### Written exercise
Pull out every line of the material below that contains the string "blonde", matching case exactly.

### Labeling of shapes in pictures
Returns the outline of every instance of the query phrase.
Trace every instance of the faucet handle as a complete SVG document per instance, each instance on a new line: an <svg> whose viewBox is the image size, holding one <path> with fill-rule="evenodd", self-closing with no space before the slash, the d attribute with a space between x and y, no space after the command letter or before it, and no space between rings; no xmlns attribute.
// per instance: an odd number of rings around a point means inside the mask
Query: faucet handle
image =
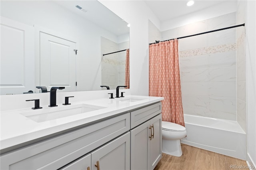
<svg viewBox="0 0 256 170"><path fill-rule="evenodd" d="M31 109L42 109L42 107L40 107L39 104L39 99L32 99L32 100L26 100L26 101L35 101L35 107L32 107Z"/></svg>
<svg viewBox="0 0 256 170"><path fill-rule="evenodd" d="M114 97L113 97L113 93L108 93L110 95L110 97L109 98L110 99L114 99Z"/></svg>
<svg viewBox="0 0 256 170"><path fill-rule="evenodd" d="M121 92L121 96L120 96L120 97L124 97L124 93L125 93L124 92Z"/></svg>
<svg viewBox="0 0 256 170"><path fill-rule="evenodd" d="M68 96L65 97L65 103L62 104L63 105L71 105L71 103L68 103L68 98L69 97L74 97L74 96Z"/></svg>

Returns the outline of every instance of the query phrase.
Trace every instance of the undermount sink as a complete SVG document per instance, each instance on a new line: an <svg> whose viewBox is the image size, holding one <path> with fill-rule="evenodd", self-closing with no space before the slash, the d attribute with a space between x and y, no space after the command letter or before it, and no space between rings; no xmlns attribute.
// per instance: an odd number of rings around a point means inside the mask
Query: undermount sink
<svg viewBox="0 0 256 170"><path fill-rule="evenodd" d="M81 104L43 108L42 109L21 112L20 113L36 122L42 122L104 108L105 107Z"/></svg>
<svg viewBox="0 0 256 170"><path fill-rule="evenodd" d="M120 99L120 101L123 102L126 101L128 102L134 102L135 101L138 101L141 100L145 100L146 98L140 98L140 97L129 97L128 99Z"/></svg>

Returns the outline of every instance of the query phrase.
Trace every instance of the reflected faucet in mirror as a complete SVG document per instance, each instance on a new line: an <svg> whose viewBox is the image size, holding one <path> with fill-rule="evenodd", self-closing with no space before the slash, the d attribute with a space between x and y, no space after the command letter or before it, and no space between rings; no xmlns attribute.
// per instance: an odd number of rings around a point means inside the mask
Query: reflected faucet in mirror
<svg viewBox="0 0 256 170"><path fill-rule="evenodd" d="M41 89L41 93L47 93L49 91L47 91L47 88L45 86L36 86L36 87L37 89Z"/></svg>
<svg viewBox="0 0 256 170"><path fill-rule="evenodd" d="M105 87L107 88L107 90L109 90L109 87L107 85L101 85L100 87Z"/></svg>
<svg viewBox="0 0 256 170"><path fill-rule="evenodd" d="M56 105L56 91L57 89L62 90L64 89L65 89L64 87L53 87L51 88L50 92L49 107L58 106L58 105Z"/></svg>
<svg viewBox="0 0 256 170"><path fill-rule="evenodd" d="M118 87L116 87L116 97L118 98L120 97L119 97L119 88L120 87L126 87L127 86L126 85L123 85L123 86L118 86Z"/></svg>

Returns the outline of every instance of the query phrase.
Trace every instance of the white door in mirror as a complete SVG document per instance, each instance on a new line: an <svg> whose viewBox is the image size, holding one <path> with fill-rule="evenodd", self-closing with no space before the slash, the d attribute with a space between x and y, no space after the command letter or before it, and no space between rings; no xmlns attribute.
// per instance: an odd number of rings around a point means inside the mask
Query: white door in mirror
<svg viewBox="0 0 256 170"><path fill-rule="evenodd" d="M33 27L1 17L1 95L34 91Z"/></svg>
<svg viewBox="0 0 256 170"><path fill-rule="evenodd" d="M40 32L40 85L76 90L76 43Z"/></svg>

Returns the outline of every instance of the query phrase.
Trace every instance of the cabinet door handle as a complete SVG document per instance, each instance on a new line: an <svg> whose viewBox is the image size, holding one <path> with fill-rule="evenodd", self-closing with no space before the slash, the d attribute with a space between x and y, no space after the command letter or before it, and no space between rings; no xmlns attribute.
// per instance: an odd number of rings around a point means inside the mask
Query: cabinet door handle
<svg viewBox="0 0 256 170"><path fill-rule="evenodd" d="M154 128L154 125L152 124L152 128L153 128L153 135L152 135L152 138L154 139L154 135L155 134L155 130Z"/></svg>
<svg viewBox="0 0 256 170"><path fill-rule="evenodd" d="M151 128L151 125L150 125L150 127L148 128L150 129L150 136L148 137L150 138L150 140L152 140L152 128Z"/></svg>
<svg viewBox="0 0 256 170"><path fill-rule="evenodd" d="M97 167L97 170L100 170L100 162L98 160L97 161L97 164L95 164L95 166Z"/></svg>

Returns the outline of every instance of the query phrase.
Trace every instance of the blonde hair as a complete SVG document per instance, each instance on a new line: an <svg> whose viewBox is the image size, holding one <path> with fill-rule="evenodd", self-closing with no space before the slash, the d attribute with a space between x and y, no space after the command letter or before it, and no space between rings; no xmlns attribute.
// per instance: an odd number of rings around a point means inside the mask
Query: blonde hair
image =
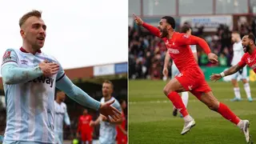
<svg viewBox="0 0 256 144"><path fill-rule="evenodd" d="M37 18L41 18L42 17L42 11L38 11L36 10L34 10L32 11L30 11L26 14L25 14L18 22L19 27L22 27L25 22L30 17L37 17Z"/></svg>

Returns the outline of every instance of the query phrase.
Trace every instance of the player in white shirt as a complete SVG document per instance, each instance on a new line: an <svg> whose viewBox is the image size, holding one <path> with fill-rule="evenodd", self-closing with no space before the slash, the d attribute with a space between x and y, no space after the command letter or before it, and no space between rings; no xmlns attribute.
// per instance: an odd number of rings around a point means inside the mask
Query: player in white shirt
<svg viewBox="0 0 256 144"><path fill-rule="evenodd" d="M234 66L238 64L242 55L245 54L243 51L243 48L242 46L242 40L239 33L238 32L233 32L231 34L231 40L234 42L233 45L233 59L231 62L231 66ZM231 75L231 82L234 86L234 98L231 99L232 102L234 101L241 101L241 94L240 90L238 86L238 78L240 78L242 82L243 82L243 86L245 89L245 91L247 95L247 99L249 102L252 102L253 99L251 98L250 94L250 88L249 82L247 81L247 66L244 66L242 69L241 69L237 73Z"/></svg>
<svg viewBox="0 0 256 144"><path fill-rule="evenodd" d="M67 114L66 105L64 103L66 94L62 91L58 91L54 101L55 115L54 115L54 134L55 144L63 143L63 122L69 127L70 126L70 119Z"/></svg>
<svg viewBox="0 0 256 144"><path fill-rule="evenodd" d="M182 30L181 30L181 33L186 33L186 34L190 35L191 32L192 32L192 30L189 25L186 25L186 24L183 25L183 26L182 27ZM190 45L190 46L192 53L194 54L194 58L195 61L198 62L197 46L196 46L196 45ZM165 58L165 62L164 62L164 68L162 70L162 74L163 74L164 77L166 77L166 78L168 78L168 73L169 73L168 72L168 65L170 62L170 54L166 54L166 58ZM179 74L180 74L180 72L178 70L175 63L173 62L172 66L171 66L172 78ZM187 107L187 103L189 101L189 93L187 91L182 92L182 102L183 102L185 106ZM173 115L177 116L177 114L178 114L178 110L174 106ZM182 114L181 114L181 117L182 117Z"/></svg>
<svg viewBox="0 0 256 144"><path fill-rule="evenodd" d="M114 118L110 121L122 118L119 110L110 106L114 101L102 104L90 97L69 79L56 58L41 51L46 36L41 14L32 10L22 17L22 46L7 49L2 58L6 102L4 144L54 143L55 87L82 106Z"/></svg>
<svg viewBox="0 0 256 144"><path fill-rule="evenodd" d="M105 103L115 99L112 96L113 93L113 83L110 81L105 81L102 84L102 95L103 98L101 99L102 103ZM118 101L115 100L112 104L114 107L118 109L120 112L122 111L121 106ZM100 144L115 144L116 143L116 126L122 122L122 118L116 122L109 122L101 115L97 118L95 122L92 122L90 126L95 126L100 124L99 129L99 138L98 141Z"/></svg>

### Answer to the problem
Trace every instance of the blonde hair as a complete SVG document per instance, each instance on a new line: an <svg> whose viewBox is the image size, holding one <path> with fill-rule="evenodd", self-closing with no space before the slash, the d attribute with a space between x and y, no space after the command letter or before it, and no space between rings; no xmlns attribute.
Query: blonde hair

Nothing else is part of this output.